• [Problem details]
Each line that follows should be printed again exactly as it stands.

begin

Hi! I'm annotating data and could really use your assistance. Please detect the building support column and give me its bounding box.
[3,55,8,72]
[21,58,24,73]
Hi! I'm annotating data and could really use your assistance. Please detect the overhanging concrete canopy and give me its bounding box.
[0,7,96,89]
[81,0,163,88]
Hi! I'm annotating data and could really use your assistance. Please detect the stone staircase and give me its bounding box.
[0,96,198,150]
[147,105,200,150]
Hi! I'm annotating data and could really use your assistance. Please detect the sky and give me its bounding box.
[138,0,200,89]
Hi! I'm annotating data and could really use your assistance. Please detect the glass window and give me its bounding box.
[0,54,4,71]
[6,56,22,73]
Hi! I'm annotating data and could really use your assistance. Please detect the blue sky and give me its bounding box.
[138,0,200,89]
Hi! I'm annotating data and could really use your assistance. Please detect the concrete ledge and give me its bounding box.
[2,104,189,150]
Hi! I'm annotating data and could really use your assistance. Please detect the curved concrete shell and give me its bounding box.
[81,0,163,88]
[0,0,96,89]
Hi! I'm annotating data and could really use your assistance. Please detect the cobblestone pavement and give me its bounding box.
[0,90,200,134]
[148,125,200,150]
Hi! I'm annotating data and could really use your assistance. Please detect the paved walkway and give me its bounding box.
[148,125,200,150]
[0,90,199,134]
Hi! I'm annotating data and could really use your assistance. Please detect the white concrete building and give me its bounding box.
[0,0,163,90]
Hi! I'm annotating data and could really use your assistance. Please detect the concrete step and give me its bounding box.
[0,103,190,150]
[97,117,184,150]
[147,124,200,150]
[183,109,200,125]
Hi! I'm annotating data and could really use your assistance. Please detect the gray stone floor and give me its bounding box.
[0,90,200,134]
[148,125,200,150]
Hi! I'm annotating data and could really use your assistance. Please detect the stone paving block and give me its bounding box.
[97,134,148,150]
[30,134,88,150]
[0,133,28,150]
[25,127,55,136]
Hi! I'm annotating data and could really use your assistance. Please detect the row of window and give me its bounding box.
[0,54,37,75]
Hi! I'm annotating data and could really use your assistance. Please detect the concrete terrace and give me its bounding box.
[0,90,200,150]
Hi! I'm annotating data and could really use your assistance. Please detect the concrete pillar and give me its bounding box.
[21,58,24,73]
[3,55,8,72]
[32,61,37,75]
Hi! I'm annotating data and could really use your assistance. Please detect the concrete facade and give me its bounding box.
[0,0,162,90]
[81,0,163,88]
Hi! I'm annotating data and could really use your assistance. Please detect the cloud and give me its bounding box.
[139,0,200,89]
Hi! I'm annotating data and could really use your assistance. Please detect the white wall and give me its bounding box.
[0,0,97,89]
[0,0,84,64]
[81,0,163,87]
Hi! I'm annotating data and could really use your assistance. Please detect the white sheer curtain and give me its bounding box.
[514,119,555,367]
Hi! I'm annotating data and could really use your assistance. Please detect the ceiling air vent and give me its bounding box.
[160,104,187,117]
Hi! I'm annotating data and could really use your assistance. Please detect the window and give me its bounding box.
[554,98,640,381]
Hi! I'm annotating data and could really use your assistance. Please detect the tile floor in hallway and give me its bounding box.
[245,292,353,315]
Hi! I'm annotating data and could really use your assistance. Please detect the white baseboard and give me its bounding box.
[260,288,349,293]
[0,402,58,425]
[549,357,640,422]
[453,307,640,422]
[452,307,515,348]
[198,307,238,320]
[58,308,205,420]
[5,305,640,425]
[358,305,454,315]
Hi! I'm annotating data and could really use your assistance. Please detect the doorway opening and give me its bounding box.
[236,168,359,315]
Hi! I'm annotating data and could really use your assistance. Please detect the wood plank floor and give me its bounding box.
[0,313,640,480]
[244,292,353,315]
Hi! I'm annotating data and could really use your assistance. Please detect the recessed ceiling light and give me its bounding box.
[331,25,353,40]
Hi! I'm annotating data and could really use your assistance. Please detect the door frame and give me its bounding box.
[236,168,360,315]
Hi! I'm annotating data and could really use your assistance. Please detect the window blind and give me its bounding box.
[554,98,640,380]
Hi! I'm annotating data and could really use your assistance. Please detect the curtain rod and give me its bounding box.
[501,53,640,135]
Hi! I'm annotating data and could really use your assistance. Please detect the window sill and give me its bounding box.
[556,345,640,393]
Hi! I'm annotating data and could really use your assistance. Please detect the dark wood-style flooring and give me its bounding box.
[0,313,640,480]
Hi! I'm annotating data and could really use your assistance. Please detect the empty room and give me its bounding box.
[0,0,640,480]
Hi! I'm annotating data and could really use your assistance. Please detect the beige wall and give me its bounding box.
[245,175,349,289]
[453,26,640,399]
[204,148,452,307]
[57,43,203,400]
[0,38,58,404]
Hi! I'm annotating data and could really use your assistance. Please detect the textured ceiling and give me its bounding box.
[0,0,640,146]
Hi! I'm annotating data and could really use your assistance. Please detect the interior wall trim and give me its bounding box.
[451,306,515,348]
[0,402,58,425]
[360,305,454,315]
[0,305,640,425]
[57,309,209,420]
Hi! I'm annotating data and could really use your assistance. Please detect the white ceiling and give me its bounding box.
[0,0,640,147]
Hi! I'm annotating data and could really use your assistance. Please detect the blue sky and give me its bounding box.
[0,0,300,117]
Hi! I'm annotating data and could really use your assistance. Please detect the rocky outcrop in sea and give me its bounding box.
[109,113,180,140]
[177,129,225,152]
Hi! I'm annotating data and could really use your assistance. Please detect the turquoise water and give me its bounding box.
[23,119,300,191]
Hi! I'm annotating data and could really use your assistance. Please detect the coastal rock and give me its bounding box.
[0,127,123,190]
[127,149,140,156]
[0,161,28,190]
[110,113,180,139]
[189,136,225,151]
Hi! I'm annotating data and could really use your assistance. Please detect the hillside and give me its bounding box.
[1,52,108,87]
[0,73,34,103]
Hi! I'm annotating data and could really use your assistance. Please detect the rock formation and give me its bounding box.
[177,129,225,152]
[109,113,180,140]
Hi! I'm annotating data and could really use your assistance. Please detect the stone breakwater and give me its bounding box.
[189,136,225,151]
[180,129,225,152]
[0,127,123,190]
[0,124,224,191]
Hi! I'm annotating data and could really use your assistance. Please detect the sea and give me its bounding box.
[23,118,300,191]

end

• [Solution to the problem]
Hi! I'm annotating data and could really use your assistance. Please detect the building support column and give me its bounding box.
[3,55,8,72]
[21,58,24,73]
Hi! I'm annotating data and could really use your assistance. Please detect the overhanging concrete canopy and give me its bounding box.
[0,7,96,89]
[81,0,163,88]
Hi! I'm annotating data and could really use your assistance. Please detect the stone staircase and give me its bounding box.
[0,96,198,150]
[147,105,200,150]
Hi! I'm annotating data and could really use your assistance. Please detect the sky and give me its bounding box.
[138,0,200,89]
Hi! I'm annotating data and could really use your assistance. Please detect the glass window and give me its bounding box.
[0,54,4,71]
[6,56,22,73]
Hi! I'm annotating data and could really use your assistance. Please detect the blue sky and give me its bounding box.
[138,0,200,89]
Hi! I'm annotating data and could really use your assistance. Please detect the concrete ledge and give me its bounding box.
[2,104,189,150]
Hi! I'm annotating data and could really use your assistance. Please detect the curved concrete shell and give me its bounding box.
[81,0,163,88]
[0,0,96,89]
Hi! I'm annotating data and could really use your assistance. Please detect the cobblestone pavement and give me its bounding box.
[0,90,200,134]
[148,125,200,150]
Hi! I'm annotating data and could really use your assistance. Please detect the paved walkway and give me its bounding box.
[148,125,200,150]
[0,90,199,134]
Hi! I'm annotating data and could really use your assistance. Please detect the white concrete building and give me its bounding box.
[0,0,163,90]
Hi! I'm annotating data and could really use your assistance. Please detect the concrete step and give me its bounding box.
[0,103,190,150]
[97,117,184,150]
[147,124,200,150]
[183,109,200,125]
Hi! I'm annotating data and could really use your assistance. Please detect the gray stone floor and give me its bounding box.
[0,90,200,134]
[148,125,200,150]
Hi! I'm annotating data and could really use your assistance. Please detect the stone paving block and give me its bounding box.
[97,134,148,150]
[30,134,88,150]
[0,133,28,150]
[25,127,55,136]
Hi! I'm annotating data and could really use your assistance. Please detect the row of window and give me its bounding box.
[0,54,37,75]
Hi! I'm annotating data and could really use your assistance. Please detect the concrete terrace and give me its bounding box.
[0,90,200,150]
Hi! I'm annotating data and could really use your assistance. Please detect the concrete pillar and give me its bounding box.
[21,58,24,73]
[3,55,8,72]
[32,61,37,75]
Hi! I'm annotating data and could really use your assistance. Please detect the concrete facade and give me its bounding box.
[0,0,162,90]
[81,0,163,88]
Hi! I'm annotating data and could really use your assistance. Please detect the cloud and give me its bounding box.
[139,0,200,89]
Hi! I'm annotating data and could really use your assistance. Please detect the white wall and give me its bounding box.
[0,0,97,89]
[0,0,84,64]
[81,0,163,87]
Hi! I'm annotating data and could really use your assistance. Please detect the white sheer curtain and give me its bounding box.
[514,119,555,367]
Hi! I'm annotating data and could really use your assistance. Please detect the ceiling air vent and give me its bounding box.
[160,104,187,117]
Hi! I'm annotating data and could really use your assistance. Please detect the window and give me its bounding box.
[554,98,640,381]
Hi! I'm annotating data and could really use your assistance. Please detect the tile floor in hallway and give me its bounding box.
[245,292,353,315]
Hi! I'm annotating data and could really use your assistance. Please detect the white baseboard and give me its bounding box.
[260,288,349,293]
[0,402,58,425]
[549,357,640,422]
[453,307,640,422]
[452,307,515,348]
[198,307,238,320]
[58,308,205,420]
[5,305,640,425]
[358,305,454,315]
Hi! I'm annotating data and could really use your assistance. Please detect the doorway opening and give me its bounding box.
[236,168,359,315]
Hi! I'm annotating data and could really use your assistance. Please detect the wood plank floor and give me its bounding box.
[0,313,640,480]
[244,292,353,315]
Hi! I'm annotating data and could really use your assistance. Please detect the recessed ceiling light and give me its bounding box.
[331,25,353,40]
Hi! I'm annotating data and could really use your assistance. Please detect the door frame and give me its bounding box.
[236,168,360,315]
Hi! I'm annotating data and could really use your assistance. Please detect the window blind and give me its bounding box.
[554,98,640,380]
Hi! I'm annotating data and could really use your assistance. Please detect the curtain rod and give me its bounding box.
[501,53,640,135]
Hi! I'm annotating data and could really use your assistance. Please detect the window sill and give me its bounding box.
[556,345,640,393]
Hi! I'm annotating data and could really use your assistance. Please detect the dark wood-style flooring and give me its bounding box.
[0,313,640,480]
Hi! I'm annotating data and could really use your assistance. Please detect the empty room and give me its bounding box.
[0,0,640,480]
Hi! I'm annotating data and could really use your assistance. Please detect the beige wall and give me its bounding box.
[245,175,349,289]
[453,26,640,399]
[204,148,452,307]
[57,43,203,400]
[0,38,58,404]
Hi! I'm annotating data and could really use your assistance. Please detect the textured ceiling and give me its bounding box.
[0,0,640,146]
Hi! I'm annotating data and could really use your assistance. Please detect the interior wall trim and give me its bounding box.
[451,306,515,348]
[0,402,58,425]
[360,305,454,315]
[0,305,640,425]
[57,309,209,420]
Hi! I'm annotating data and could really use your assistance. Please detect the white ceiling and give me its bounding box.
[0,0,640,147]
Hi! I'm annotating data and could really use your assistance. Please detect the blue sky and give me its bounding box.
[0,0,300,117]
Hi! I'm annotating data and could really use your assistance. Please detect the rocky outcrop in sea and give me its bounding box.
[109,113,180,140]
[177,129,225,152]
Hi! I'm annotating data and could really use your assistance. Please detect the turquoise water and give me its bounding box.
[23,119,300,191]
Hi! I'm annotating data and could really use your assistance. Please detect the coastal rock and give me its bounding box.
[0,127,123,190]
[127,149,140,156]
[0,161,28,190]
[110,113,180,139]
[189,136,225,151]
Hi! I'm annotating data and could really use your assistance. Please detect the hillside and give me its bounding box.
[1,52,108,87]
[0,73,34,103]
Hi! I'm annotating data and could really use your assistance. Please detect the rock formation and give me its bounding box.
[177,129,225,152]
[109,113,180,140]
Hi! I'm annotating data and could really use your assistance. Please detect the stone breakwater and give me its bounding box.
[189,136,225,151]
[180,129,225,152]
[0,127,123,190]
[0,124,224,191]
Hi! I'm annotating data and could really use your assistance. Please detect the sea and give me its bounding box.
[23,118,300,191]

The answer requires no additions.